[Arbeitsanweisungen]:
A - Nenne den Soziologen, den der Textauszug über Integritätskultur mit dem Satz „Vertrauen reduziert Komplexität“ zitiert.
B - Gib aus dem Textauszug über Integritätskultur alles von „Angesichts der vielen“ bis hinunter zu „Unternehmen in Graubereichen.“ wortgetreu wieder.

[Ausgewählter Textauszug]:
Eine starke Integritätskultur ist kein Zufallsprodukt, Integrität muss professionell gemanagt werden, erklärt Jana Hecker, Global Organizational Integrity Institute. Wie kann sich HR hier einbringen?
Integrität ist die Voraussetzung für Vertrauen. Wann vertraut man dem Gegenüber? Wenn man den anderen einschätzen kann. Das gelingt, wenn man die Erfahrung gemacht hat und entsprechend die Erwartung hat, dass der andere tut, was er sagt. Und das im Hinblick darauf, dass seine Entscheidungen sowie das Handeln im Einklang mit gesellschaftlichen Normen wie Fairness, Solidarität, Transparenz, Nachhaltigkeit und Gemeinwohl stehen und ebenso vereinbarte feststehende Regeln allgemeiner Art eingehalten werden. Ethische Prinzipien also, die im privaten Umfeld, aber gleichsam auch im beruflichen Kontakt eine wichtige Rolle einnehmen.
„Vertrauen reduziert Komplexität“, so der Soziologe Niklas Luhmann. Vertrauen reduziert demnach das Überangebot von Verhaltensmöglichkeiten. Integrität lässt sich entsprechend als Schmiermittel im Unternehmen bezeichnen. Es macht Unternehmen schlicht effizienter. Wenn Führungskräfte und Mitarbeiter einander vertrauen können, weil sie um die Integrität des jeweils anderen wissen und darauf vertrauen können, sind weniger Kontroll- und Abstimmungsschleifen erforderlich, werden Informationen bereitwilliger ausgetauscht und werden auch Fehler eher eingestanden und können korrigiert werden.
Zudem macht Integrität Unternehmen krisenfester: das aufgebaute Vertrauen in das integre Verhalten und Handeln aller ermöglicht es Unternehmen, pragmatisch und schnell agieren zu können – was in Krisensituationen notwendig ist. Das Vertrauen in die Notwendigkeit und Richtigkeit kurzfristiger Maßnahmen ist somit gegeben.
Angesichts der vielen Graubereiche und der nahezu unüberschaubaren Anzahl an Mitarbeitern braucht es im Unternehmen also ein gemeinsames Werteverständnis, einen ähnlich ausgerichteten inneren Kompass. Dieser kommt dann zum Tragen, wenn Regeln, Gesetze oder Richtlinien nicht einfach anzuwenden sind, weil es beispielsweise für einen Einzelfall keine klare Regel gibt, weil Regeln sich widersprechen, Interpretationsspielraum besteht oder aber Zielkonflikte herrschen. Es braucht einen Kompass für wertorientiertes Handeln und Entscheiden im Unternehmen in Graubereichen.
Wie lässt sich eine starke Integritätskultur im Unternehmen aufbauen?

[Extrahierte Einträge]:
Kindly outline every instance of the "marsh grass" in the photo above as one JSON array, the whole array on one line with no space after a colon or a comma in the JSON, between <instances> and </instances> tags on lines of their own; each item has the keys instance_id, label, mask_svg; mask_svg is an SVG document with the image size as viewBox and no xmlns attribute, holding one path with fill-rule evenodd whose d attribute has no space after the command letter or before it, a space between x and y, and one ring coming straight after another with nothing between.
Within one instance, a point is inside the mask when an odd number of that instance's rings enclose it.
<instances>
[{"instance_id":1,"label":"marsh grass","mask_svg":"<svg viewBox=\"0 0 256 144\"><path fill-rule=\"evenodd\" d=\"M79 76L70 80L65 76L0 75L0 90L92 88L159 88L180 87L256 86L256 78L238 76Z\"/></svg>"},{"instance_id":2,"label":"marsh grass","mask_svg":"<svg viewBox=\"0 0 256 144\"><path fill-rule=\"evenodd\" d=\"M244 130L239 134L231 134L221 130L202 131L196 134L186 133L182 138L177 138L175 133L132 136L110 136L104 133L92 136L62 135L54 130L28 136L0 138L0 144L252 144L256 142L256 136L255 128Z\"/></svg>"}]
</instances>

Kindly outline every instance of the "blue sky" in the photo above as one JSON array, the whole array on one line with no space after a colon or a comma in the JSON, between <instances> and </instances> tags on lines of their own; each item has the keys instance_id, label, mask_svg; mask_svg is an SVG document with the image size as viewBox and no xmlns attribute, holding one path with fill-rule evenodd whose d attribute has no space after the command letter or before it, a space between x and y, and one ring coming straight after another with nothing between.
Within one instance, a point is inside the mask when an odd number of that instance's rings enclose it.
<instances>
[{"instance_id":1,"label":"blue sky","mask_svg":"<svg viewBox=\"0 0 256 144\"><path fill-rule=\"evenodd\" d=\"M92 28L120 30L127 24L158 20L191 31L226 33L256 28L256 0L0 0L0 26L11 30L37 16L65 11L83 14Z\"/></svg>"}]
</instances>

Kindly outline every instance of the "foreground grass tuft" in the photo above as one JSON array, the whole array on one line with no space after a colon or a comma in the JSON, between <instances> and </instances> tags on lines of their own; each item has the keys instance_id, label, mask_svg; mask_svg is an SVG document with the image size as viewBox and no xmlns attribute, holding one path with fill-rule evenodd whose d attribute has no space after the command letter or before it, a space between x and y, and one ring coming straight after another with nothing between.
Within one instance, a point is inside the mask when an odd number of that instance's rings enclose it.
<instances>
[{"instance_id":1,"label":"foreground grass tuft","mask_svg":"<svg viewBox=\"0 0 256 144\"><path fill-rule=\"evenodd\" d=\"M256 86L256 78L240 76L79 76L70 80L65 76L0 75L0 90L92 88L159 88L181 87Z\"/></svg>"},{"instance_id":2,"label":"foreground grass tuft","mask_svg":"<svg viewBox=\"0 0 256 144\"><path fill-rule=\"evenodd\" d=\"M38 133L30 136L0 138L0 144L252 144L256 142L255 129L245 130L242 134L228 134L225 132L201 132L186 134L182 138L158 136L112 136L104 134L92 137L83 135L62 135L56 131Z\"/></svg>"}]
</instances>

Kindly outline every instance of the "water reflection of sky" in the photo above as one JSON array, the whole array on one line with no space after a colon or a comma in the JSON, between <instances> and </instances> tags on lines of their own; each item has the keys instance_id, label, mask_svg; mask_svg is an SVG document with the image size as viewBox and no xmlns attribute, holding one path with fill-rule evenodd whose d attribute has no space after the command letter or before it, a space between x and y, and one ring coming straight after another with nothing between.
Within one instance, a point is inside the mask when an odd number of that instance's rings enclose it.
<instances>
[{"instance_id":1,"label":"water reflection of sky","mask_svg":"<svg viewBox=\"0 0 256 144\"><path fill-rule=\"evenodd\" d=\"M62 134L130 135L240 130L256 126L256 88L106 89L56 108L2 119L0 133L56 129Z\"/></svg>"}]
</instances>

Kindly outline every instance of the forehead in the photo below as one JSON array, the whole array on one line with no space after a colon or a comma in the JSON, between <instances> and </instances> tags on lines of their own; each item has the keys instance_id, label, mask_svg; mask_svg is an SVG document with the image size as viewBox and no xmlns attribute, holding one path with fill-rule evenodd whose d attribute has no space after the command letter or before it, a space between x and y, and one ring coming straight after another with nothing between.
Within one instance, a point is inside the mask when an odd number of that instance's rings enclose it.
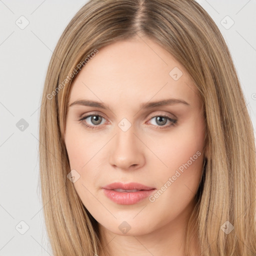
<instances>
[{"instance_id":1,"label":"forehead","mask_svg":"<svg viewBox=\"0 0 256 256\"><path fill-rule=\"evenodd\" d=\"M100 49L78 74L70 102L84 97L123 105L177 98L196 104L197 94L187 71L169 52L136 38Z\"/></svg>"}]
</instances>

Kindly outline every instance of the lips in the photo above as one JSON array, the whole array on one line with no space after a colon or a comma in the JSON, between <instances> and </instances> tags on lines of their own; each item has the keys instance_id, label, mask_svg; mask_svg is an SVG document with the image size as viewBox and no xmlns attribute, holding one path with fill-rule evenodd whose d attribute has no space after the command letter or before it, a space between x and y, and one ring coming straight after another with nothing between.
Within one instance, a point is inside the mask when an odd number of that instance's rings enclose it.
<instances>
[{"instance_id":1,"label":"lips","mask_svg":"<svg viewBox=\"0 0 256 256\"><path fill-rule=\"evenodd\" d=\"M102 188L105 190L118 190L121 189L124 190L150 190L154 189L154 188L150 188L140 183L130 182L128 184L124 184L119 182L116 182L108 184Z\"/></svg>"},{"instance_id":2,"label":"lips","mask_svg":"<svg viewBox=\"0 0 256 256\"><path fill-rule=\"evenodd\" d=\"M118 204L134 204L148 197L156 190L139 183L114 182L102 190L105 196Z\"/></svg>"}]
</instances>

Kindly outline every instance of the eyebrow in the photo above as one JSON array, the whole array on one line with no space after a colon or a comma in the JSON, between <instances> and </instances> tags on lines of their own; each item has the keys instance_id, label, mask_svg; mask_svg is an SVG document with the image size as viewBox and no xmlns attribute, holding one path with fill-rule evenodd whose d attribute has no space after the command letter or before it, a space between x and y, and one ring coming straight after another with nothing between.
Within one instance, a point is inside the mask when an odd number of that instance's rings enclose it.
<instances>
[{"instance_id":1,"label":"eyebrow","mask_svg":"<svg viewBox=\"0 0 256 256\"><path fill-rule=\"evenodd\" d=\"M166 100L162 100L156 102L148 102L146 103L142 103L140 104L140 108L142 109L151 108L157 106L161 106L167 105L173 105L178 104L182 104L185 105L190 106L186 102L178 98L168 98ZM106 110L108 108L108 106L105 104L102 103L100 102L96 102L94 100L76 100L73 103L72 103L69 106L72 106L74 105L80 105L84 106L94 106L95 108L99 108Z\"/></svg>"}]
</instances>

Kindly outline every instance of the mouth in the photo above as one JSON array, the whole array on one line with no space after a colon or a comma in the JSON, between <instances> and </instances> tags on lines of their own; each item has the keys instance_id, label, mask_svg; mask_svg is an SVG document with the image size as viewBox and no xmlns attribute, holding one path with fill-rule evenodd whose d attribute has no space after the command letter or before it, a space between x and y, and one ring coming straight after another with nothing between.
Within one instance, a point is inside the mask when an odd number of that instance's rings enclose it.
<instances>
[{"instance_id":1,"label":"mouth","mask_svg":"<svg viewBox=\"0 0 256 256\"><path fill-rule=\"evenodd\" d=\"M118 204L134 204L148 197L154 188L139 183L114 182L102 188L105 196Z\"/></svg>"}]
</instances>

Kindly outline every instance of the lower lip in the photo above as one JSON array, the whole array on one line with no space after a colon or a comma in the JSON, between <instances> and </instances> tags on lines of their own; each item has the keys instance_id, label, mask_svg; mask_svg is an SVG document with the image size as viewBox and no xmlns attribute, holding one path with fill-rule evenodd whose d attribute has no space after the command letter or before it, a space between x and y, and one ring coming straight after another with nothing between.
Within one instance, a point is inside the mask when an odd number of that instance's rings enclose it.
<instances>
[{"instance_id":1,"label":"lower lip","mask_svg":"<svg viewBox=\"0 0 256 256\"><path fill-rule=\"evenodd\" d=\"M118 192L103 188L105 195L118 204L134 204L148 198L155 189L142 190L136 192Z\"/></svg>"}]
</instances>

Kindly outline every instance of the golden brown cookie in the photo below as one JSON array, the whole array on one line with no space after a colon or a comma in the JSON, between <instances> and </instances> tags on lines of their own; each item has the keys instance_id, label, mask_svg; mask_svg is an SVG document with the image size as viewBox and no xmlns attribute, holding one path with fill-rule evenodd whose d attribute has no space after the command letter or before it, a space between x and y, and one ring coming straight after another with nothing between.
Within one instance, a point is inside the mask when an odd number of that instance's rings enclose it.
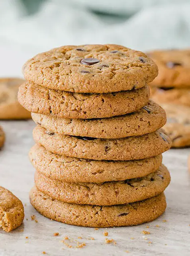
<instances>
[{"instance_id":1,"label":"golden brown cookie","mask_svg":"<svg viewBox=\"0 0 190 256\"><path fill-rule=\"evenodd\" d=\"M18 88L24 81L18 78L0 78L0 119L31 118L17 99Z\"/></svg>"},{"instance_id":2,"label":"golden brown cookie","mask_svg":"<svg viewBox=\"0 0 190 256\"><path fill-rule=\"evenodd\" d=\"M190 107L174 104L163 104L167 115L163 127L172 142L172 147L190 146Z\"/></svg>"},{"instance_id":3,"label":"golden brown cookie","mask_svg":"<svg viewBox=\"0 0 190 256\"><path fill-rule=\"evenodd\" d=\"M18 99L31 112L59 118L92 118L125 114L140 109L150 96L146 86L137 90L104 94L68 92L25 83Z\"/></svg>"},{"instance_id":4,"label":"golden brown cookie","mask_svg":"<svg viewBox=\"0 0 190 256\"><path fill-rule=\"evenodd\" d=\"M38 125L33 137L36 143L55 154L95 160L142 159L162 154L171 146L162 129L141 136L106 139L59 134Z\"/></svg>"},{"instance_id":5,"label":"golden brown cookie","mask_svg":"<svg viewBox=\"0 0 190 256\"><path fill-rule=\"evenodd\" d=\"M190 87L182 89L151 87L150 89L151 98L159 104L171 103L190 107Z\"/></svg>"},{"instance_id":6,"label":"golden brown cookie","mask_svg":"<svg viewBox=\"0 0 190 256\"><path fill-rule=\"evenodd\" d=\"M165 211L164 193L144 201L122 205L97 206L69 204L50 197L33 188L30 202L40 213L67 224L103 228L137 225L152 221Z\"/></svg>"},{"instance_id":7,"label":"golden brown cookie","mask_svg":"<svg viewBox=\"0 0 190 256\"><path fill-rule=\"evenodd\" d=\"M158 74L145 54L116 44L55 48L28 60L23 70L27 80L45 87L98 93L141 88Z\"/></svg>"},{"instance_id":8,"label":"golden brown cookie","mask_svg":"<svg viewBox=\"0 0 190 256\"><path fill-rule=\"evenodd\" d=\"M159 87L190 88L190 50L161 50L148 56L158 66L159 73L151 84Z\"/></svg>"},{"instance_id":9,"label":"golden brown cookie","mask_svg":"<svg viewBox=\"0 0 190 256\"><path fill-rule=\"evenodd\" d=\"M107 118L71 119L34 113L31 116L36 124L54 132L102 138L142 135L155 132L166 122L165 111L152 101L130 114Z\"/></svg>"},{"instance_id":10,"label":"golden brown cookie","mask_svg":"<svg viewBox=\"0 0 190 256\"><path fill-rule=\"evenodd\" d=\"M10 232L21 225L24 217L22 202L10 191L0 186L0 227Z\"/></svg>"},{"instance_id":11,"label":"golden brown cookie","mask_svg":"<svg viewBox=\"0 0 190 256\"><path fill-rule=\"evenodd\" d=\"M102 183L65 182L47 178L37 172L35 175L37 189L53 199L67 203L114 205L142 201L163 192L170 176L164 165L145 177Z\"/></svg>"},{"instance_id":12,"label":"golden brown cookie","mask_svg":"<svg viewBox=\"0 0 190 256\"><path fill-rule=\"evenodd\" d=\"M4 145L5 135L2 127L0 126L0 149Z\"/></svg>"},{"instance_id":13,"label":"golden brown cookie","mask_svg":"<svg viewBox=\"0 0 190 256\"><path fill-rule=\"evenodd\" d=\"M47 178L68 182L102 182L146 176L161 165L161 155L133 161L96 161L60 156L36 144L29 158L35 169Z\"/></svg>"}]
</instances>

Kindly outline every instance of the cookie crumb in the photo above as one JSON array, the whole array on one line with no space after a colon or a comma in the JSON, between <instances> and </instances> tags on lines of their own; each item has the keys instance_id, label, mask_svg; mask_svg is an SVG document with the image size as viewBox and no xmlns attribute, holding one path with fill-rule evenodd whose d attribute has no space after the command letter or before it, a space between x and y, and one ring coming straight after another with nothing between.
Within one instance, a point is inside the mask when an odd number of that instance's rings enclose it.
<instances>
[{"instance_id":1,"label":"cookie crumb","mask_svg":"<svg viewBox=\"0 0 190 256\"><path fill-rule=\"evenodd\" d=\"M116 244L117 243L114 239L108 239L108 238L105 238L105 242L106 244L113 243L114 244Z\"/></svg>"},{"instance_id":2,"label":"cookie crumb","mask_svg":"<svg viewBox=\"0 0 190 256\"><path fill-rule=\"evenodd\" d=\"M54 236L59 236L59 233L54 233L54 234L53 234L53 235Z\"/></svg>"},{"instance_id":3,"label":"cookie crumb","mask_svg":"<svg viewBox=\"0 0 190 256\"><path fill-rule=\"evenodd\" d=\"M145 230L143 230L141 233L143 234L143 235L148 235L151 234L150 232L149 232L148 231L145 231Z\"/></svg>"},{"instance_id":4,"label":"cookie crumb","mask_svg":"<svg viewBox=\"0 0 190 256\"><path fill-rule=\"evenodd\" d=\"M82 248L84 246L86 246L86 244L85 243L82 243L80 244L78 242L77 243L77 245L75 246L76 248Z\"/></svg>"}]
</instances>

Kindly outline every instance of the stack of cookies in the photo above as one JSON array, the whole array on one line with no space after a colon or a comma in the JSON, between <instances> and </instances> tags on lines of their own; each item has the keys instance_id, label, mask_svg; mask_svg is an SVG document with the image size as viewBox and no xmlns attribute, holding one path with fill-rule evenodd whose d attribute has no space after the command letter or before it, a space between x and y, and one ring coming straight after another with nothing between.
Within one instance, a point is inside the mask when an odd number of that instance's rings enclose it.
<instances>
[{"instance_id":1,"label":"stack of cookies","mask_svg":"<svg viewBox=\"0 0 190 256\"><path fill-rule=\"evenodd\" d=\"M20 104L32 112L36 171L31 204L78 226L136 225L165 211L170 141L165 111L149 100L157 66L116 45L70 46L40 54L23 72Z\"/></svg>"},{"instance_id":2,"label":"stack of cookies","mask_svg":"<svg viewBox=\"0 0 190 256\"><path fill-rule=\"evenodd\" d=\"M159 68L152 83L151 98L166 111L164 129L172 146L190 146L190 50L157 51L149 53Z\"/></svg>"}]
</instances>

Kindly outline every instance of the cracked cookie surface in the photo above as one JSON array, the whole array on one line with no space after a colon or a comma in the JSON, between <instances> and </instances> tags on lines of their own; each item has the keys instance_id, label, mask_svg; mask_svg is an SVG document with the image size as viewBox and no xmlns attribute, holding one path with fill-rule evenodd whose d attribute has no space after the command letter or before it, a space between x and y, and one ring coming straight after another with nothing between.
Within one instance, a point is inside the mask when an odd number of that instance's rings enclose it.
<instances>
[{"instance_id":1,"label":"cracked cookie surface","mask_svg":"<svg viewBox=\"0 0 190 256\"><path fill-rule=\"evenodd\" d=\"M65 182L50 179L37 172L34 179L37 189L53 199L74 204L106 206L123 204L153 197L166 188L170 176L162 165L147 176L121 181Z\"/></svg>"},{"instance_id":2,"label":"cracked cookie surface","mask_svg":"<svg viewBox=\"0 0 190 256\"><path fill-rule=\"evenodd\" d=\"M28 110L59 118L92 118L123 115L140 109L150 96L149 86L112 93L84 94L48 89L25 83L18 99Z\"/></svg>"},{"instance_id":3,"label":"cracked cookie surface","mask_svg":"<svg viewBox=\"0 0 190 256\"><path fill-rule=\"evenodd\" d=\"M0 186L0 228L10 232L21 225L24 217L22 202L10 191Z\"/></svg>"},{"instance_id":4,"label":"cracked cookie surface","mask_svg":"<svg viewBox=\"0 0 190 256\"><path fill-rule=\"evenodd\" d=\"M68 182L94 182L123 180L143 177L155 172L161 165L161 155L133 161L96 161L60 156L36 144L29 158L42 175Z\"/></svg>"},{"instance_id":5,"label":"cracked cookie surface","mask_svg":"<svg viewBox=\"0 0 190 256\"><path fill-rule=\"evenodd\" d=\"M134 160L162 154L171 142L162 129L141 136L98 139L59 134L37 125L33 130L36 143L55 154L95 160Z\"/></svg>"},{"instance_id":6,"label":"cracked cookie surface","mask_svg":"<svg viewBox=\"0 0 190 256\"><path fill-rule=\"evenodd\" d=\"M94 228L132 226L152 221L166 208L164 193L141 202L100 206L53 200L34 187L30 191L30 199L37 211L47 218L67 224Z\"/></svg>"},{"instance_id":7,"label":"cracked cookie surface","mask_svg":"<svg viewBox=\"0 0 190 256\"><path fill-rule=\"evenodd\" d=\"M116 44L66 46L40 53L23 72L27 80L55 90L106 93L138 89L158 74L144 53Z\"/></svg>"},{"instance_id":8,"label":"cracked cookie surface","mask_svg":"<svg viewBox=\"0 0 190 256\"><path fill-rule=\"evenodd\" d=\"M190 88L190 50L158 50L148 53L159 72L151 84L158 87Z\"/></svg>"},{"instance_id":9,"label":"cracked cookie surface","mask_svg":"<svg viewBox=\"0 0 190 256\"><path fill-rule=\"evenodd\" d=\"M161 128L166 122L164 110L150 100L134 113L107 118L71 119L35 113L31 116L36 124L54 132L102 138L142 135Z\"/></svg>"},{"instance_id":10,"label":"cracked cookie surface","mask_svg":"<svg viewBox=\"0 0 190 256\"><path fill-rule=\"evenodd\" d=\"M0 78L0 119L31 118L29 112L17 99L18 88L24 82L18 78Z\"/></svg>"}]
</instances>

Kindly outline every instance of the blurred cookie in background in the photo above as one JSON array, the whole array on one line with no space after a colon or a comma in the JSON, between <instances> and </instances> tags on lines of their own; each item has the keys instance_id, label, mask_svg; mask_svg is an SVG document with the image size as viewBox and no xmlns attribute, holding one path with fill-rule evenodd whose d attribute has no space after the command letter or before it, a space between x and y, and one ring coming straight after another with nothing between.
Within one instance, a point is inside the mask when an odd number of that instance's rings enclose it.
<instances>
[{"instance_id":1,"label":"blurred cookie in background","mask_svg":"<svg viewBox=\"0 0 190 256\"><path fill-rule=\"evenodd\" d=\"M18 88L24 82L18 78L0 78L0 119L31 118L17 100Z\"/></svg>"}]
</instances>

[Lösungen]:
A - Niklas Luhmann

B -
Angesichts der vielen Graubereiche und der nahezu unüberschaubaren Anzahl an Mitarbeitern braucht es im Unternehmen also ein gemeinsames Werteverständnis, einen ähnlich ausgerichteten inneren Kompass. Dieser kommt dann zum Tragen, wenn Regeln, Gesetze oder Richtlinien nicht einfach anzuwenden sind, weil es beispielsweise für einen Einzelfall keine klare Regel gibt, weil Regeln sich widersprechen, Interpretationsspielraum besteht oder aber Zielkonflikte herrschen. Es braucht einen Kompass für wertorientiertes Handeln und Entscheiden im Unternehmen in Graubereichen.